[START]
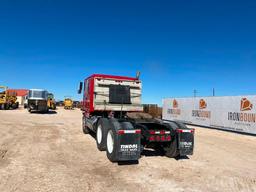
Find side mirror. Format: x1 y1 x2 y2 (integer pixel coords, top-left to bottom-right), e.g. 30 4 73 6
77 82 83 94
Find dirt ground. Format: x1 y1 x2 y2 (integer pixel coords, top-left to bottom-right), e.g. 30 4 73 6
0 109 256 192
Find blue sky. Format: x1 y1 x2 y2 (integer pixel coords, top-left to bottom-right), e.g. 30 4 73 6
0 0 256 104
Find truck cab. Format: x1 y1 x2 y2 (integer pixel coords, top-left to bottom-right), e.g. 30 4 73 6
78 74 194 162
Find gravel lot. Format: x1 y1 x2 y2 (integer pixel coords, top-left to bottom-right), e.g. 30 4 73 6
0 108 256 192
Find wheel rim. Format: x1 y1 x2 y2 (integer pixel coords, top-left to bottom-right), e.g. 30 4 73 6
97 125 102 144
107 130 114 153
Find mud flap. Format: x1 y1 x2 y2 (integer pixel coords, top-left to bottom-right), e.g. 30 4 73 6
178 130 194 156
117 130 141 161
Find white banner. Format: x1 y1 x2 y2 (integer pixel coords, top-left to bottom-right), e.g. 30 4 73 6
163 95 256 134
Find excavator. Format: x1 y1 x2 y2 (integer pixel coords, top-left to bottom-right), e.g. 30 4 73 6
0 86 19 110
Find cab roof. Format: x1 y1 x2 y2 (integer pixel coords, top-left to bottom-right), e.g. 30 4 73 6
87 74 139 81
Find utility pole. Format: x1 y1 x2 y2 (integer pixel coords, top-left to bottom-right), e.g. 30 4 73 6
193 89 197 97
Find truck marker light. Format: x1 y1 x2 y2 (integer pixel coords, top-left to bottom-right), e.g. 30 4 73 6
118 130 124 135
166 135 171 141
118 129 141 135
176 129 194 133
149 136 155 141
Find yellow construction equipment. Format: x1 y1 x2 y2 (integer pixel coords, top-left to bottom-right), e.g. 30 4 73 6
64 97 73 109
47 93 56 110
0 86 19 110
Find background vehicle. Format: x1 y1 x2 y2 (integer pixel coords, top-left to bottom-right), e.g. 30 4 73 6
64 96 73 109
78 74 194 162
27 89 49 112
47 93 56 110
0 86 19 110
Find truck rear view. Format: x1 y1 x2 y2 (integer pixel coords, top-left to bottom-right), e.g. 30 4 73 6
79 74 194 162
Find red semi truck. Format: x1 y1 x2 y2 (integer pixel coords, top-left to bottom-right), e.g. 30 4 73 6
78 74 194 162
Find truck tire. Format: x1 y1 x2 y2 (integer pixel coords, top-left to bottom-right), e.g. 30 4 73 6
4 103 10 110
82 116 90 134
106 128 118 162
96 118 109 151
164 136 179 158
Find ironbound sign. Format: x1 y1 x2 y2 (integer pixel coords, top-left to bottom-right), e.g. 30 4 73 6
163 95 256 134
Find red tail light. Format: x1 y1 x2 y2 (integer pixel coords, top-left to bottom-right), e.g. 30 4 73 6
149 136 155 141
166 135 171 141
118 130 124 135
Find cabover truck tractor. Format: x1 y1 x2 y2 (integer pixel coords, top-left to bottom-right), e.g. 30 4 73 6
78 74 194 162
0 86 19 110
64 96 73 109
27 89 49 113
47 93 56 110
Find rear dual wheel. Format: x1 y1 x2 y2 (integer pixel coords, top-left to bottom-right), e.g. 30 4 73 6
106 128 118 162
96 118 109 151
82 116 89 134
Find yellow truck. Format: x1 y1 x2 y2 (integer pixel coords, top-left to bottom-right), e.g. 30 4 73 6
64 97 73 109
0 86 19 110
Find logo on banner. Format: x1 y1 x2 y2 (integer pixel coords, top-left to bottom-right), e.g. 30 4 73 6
[END]
[START]
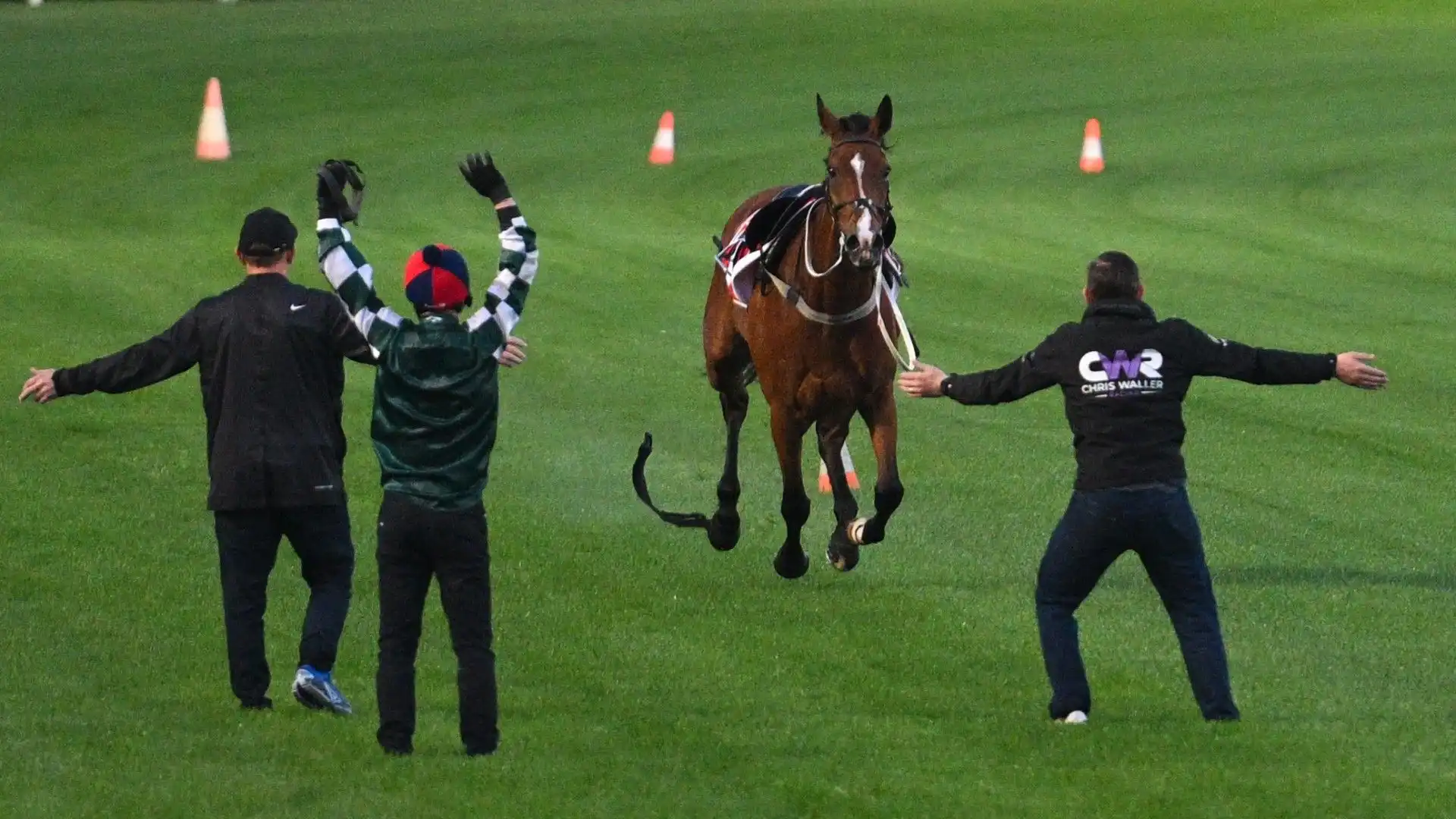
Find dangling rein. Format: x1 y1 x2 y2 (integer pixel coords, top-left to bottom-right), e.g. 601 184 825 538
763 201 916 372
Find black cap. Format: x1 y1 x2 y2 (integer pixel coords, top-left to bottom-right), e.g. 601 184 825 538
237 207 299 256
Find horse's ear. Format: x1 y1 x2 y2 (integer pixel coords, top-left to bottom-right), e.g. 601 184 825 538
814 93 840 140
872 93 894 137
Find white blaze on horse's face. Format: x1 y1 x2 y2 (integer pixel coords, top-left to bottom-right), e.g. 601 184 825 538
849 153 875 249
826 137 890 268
[END]
= CHALLENGE =
Pull out every line above that contains the word "rear".

= ANSWER TO THE EXERCISE =
Find truck rear view. Format: x1 y1 x2 y2 (integer pixel coords, top-left to bottom-right), e.g. 30 4 73 6
Find rear dual wheel. Format: x1 y1 x2 y2 (integer pixel coords, top-left to bottom-right), e.g. 30 4 73 6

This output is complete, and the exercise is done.